■ **Exercise requirements**: Each entry below should be retyped exactly, with nothing omitted.

■ **Data shown**:
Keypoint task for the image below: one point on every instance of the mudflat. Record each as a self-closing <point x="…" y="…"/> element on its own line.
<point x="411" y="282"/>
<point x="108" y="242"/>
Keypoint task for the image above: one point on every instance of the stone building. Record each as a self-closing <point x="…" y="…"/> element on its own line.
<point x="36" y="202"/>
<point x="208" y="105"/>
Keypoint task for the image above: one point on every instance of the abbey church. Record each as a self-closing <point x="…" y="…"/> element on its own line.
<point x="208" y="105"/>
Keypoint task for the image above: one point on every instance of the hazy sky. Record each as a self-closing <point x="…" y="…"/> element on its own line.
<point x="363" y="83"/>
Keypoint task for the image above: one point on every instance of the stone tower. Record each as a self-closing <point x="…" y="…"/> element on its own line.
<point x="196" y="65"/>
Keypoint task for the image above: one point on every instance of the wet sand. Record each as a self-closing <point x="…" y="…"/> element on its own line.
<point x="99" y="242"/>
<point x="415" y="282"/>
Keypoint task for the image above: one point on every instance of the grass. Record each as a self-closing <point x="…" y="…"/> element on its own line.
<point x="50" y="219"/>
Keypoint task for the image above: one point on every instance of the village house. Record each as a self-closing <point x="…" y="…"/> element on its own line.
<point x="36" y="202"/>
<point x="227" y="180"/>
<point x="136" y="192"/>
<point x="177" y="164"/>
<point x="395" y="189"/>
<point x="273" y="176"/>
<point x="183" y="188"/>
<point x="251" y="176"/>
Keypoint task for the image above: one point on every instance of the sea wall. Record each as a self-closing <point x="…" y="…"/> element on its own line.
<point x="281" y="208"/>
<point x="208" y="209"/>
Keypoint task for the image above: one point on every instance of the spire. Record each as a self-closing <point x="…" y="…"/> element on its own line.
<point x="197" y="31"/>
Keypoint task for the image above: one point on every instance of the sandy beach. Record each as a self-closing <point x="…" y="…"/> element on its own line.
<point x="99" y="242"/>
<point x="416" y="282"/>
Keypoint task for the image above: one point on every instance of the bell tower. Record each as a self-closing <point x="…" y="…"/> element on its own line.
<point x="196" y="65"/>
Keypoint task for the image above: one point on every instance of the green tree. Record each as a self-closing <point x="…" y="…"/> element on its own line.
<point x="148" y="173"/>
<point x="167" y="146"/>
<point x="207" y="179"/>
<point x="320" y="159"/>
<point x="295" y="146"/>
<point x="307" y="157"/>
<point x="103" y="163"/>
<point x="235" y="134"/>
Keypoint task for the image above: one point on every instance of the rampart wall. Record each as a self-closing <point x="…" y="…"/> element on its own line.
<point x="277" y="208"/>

■ **Written response**:
Keypoint task for the image below: one point on every instance of the mudflat. Record each as a self-closing <point x="…" y="…"/> element on its own line.
<point x="411" y="282"/>
<point x="108" y="242"/>
Keypoint task for the image above: one point on every instance of the stone building. Record each as a self-closing <point x="…" y="…"/> element on its own line.
<point x="36" y="202"/>
<point x="208" y="105"/>
Keypoint task for the image above: one point on every instance of the abbey church. Record each as a self-closing <point x="…" y="…"/> element on its own line.
<point x="208" y="105"/>
Keypoint task for the image above: one point on every instance of the hazy sky. Record each as a self-closing <point x="…" y="…"/> element on its own line.
<point x="363" y="83"/>
Keypoint task for the image above: one point on every instance of the stone tower. Record each as a self-closing <point x="…" y="…"/> element on its own line.
<point x="196" y="65"/>
Keypoint task for the image above: one point on every instance of the wet sand. Record each as a self-closing <point x="…" y="…"/> element on its own line.
<point x="99" y="242"/>
<point x="415" y="282"/>
Keypoint task for the image above: one point on every instance of the grass. Record each as a self-closing <point x="…" y="…"/> element on its own line.
<point x="50" y="219"/>
Keypoint task for the image above: one point on every instance of the village house. Record each as a self-closing <point x="…" y="…"/> element on its own line.
<point x="36" y="202"/>
<point x="227" y="180"/>
<point x="136" y="192"/>
<point x="177" y="164"/>
<point x="395" y="189"/>
<point x="273" y="176"/>
<point x="183" y="188"/>
<point x="251" y="176"/>
Keypoint task for the image above: one point on every instance of the sea wall. Record each as a self-closing <point x="…" y="…"/> element on its own line.
<point x="281" y="208"/>
<point x="208" y="209"/>
Keypoint task for the image above: one point on every instance of the spire. Record each as a self-closing <point x="…" y="…"/> element on its own line.
<point x="197" y="31"/>
Keypoint task for the image above: one point on every instance of the sandy beach. Record each as a self-closing <point x="…" y="…"/> element on its own line.
<point x="99" y="242"/>
<point x="416" y="282"/>
Keypoint task for the image above: one point on every instance of the bell tower. Record each as a self-closing <point x="…" y="…"/> element on its own line.
<point x="196" y="65"/>
Keypoint task for the image above: one point on every instance of the green tree. Record each as a self-closing <point x="…" y="…"/> element on its own line.
<point x="148" y="173"/>
<point x="167" y="146"/>
<point x="207" y="179"/>
<point x="320" y="159"/>
<point x="295" y="146"/>
<point x="307" y="157"/>
<point x="103" y="163"/>
<point x="235" y="134"/>
Keypoint task for the image above: one point on every instance of the rampart wall. Record each as a self-closing <point x="…" y="…"/> element on its own line.
<point x="277" y="208"/>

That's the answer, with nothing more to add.